[Start Source]

Look At Me
Posted on 20 April 2010
Friday night, I had the distinct discomfort of watching a recording of my friends and me from twenty years ago. We video taped it over the course of two nights, in one of our basements, during Thanksgiving break of 1989.
Our crowd was a little unusual. Maybe geeky, kind of. There were at least two references to Star Trek and something about a hobbit, but I swear no one uttered “D&D,” so it’s somewhat questionable.
There’s this thing about me, this thing about anyone who aspires to write, to make art, to perform. There’s a way of relating to the world through public acts. And I noticed that though I hid my face and took great pains to act as if I didn’t want to be seen, I never took a turn behind the camera.
I need to be able to watch myself, I need to see myself, no matter that it’s twenty years later, in a way that doesn’t lie. The video is an education for me in how twenty years can pass and not change a person’s core, an education in who I was and am and a reminder of the reasons I became this person.
I watched myself hinting at the mild abuse I’d suffered, in a subtle but nonetheless transparent way. I suppose, though it’s taken me this long to understand it, that I thought I couldn’t be loved, I could only be pitied. That if I could make people feel sorry for me, they would love me. That I had no qualities of my own to recommend me, but only events that would tug heartstrings enough to earn me a kiss, a lover for a time.
I spend my days now fitting words together in ways that make music, but also convey meaning. Sometimes, though, the music is overpowering and the truth can get lost.
Here is what I know:
I can be a better person than what I saw there. I don’t have to perform, to put on the “poor terrible childhood girl” show. In fact, it’s time to leave it behind, except the parts that make good stories, because really – they’re pretty damn funny.

[End Source]
[Start Data block]

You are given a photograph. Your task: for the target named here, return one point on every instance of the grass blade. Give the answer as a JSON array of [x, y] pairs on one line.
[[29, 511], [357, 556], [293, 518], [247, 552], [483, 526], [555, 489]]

[End Data block]

Task list
a – According to the post, during which holiday break was the recording made?
b – For each statement, say whether it agrees with the post, and quote the deciding words. (i) The recording was made over three nights. (ii) The writer never took a turn behind the camera. (iii) Someone in the recording said "D&D."
c – Copy the passage of the post starting at "I spend my days" and ending at "pretty damn funny.".

Solution set
a – Thanksgiving break of 1989.

b –
(i) No: "We video taped it over the course of two nights"
(ii) Yes: "I never took a turn behind the camera."
(iii) No: "I swear no one uttered “D&D,” so it’s somewhat questionable"

c –
I spend my days now fitting words together in ways that make music, but also convey meaning. Sometimes, though, the music is overpowering and the truth can get lost.
Here is what I know:
I can be a better person than what I saw there. I don’t have to perform, to put on the “poor terrible childhood girl” show. In fact, it’s time to leave it behind, except the parts that make good stories, because really – they’re pretty damn funny.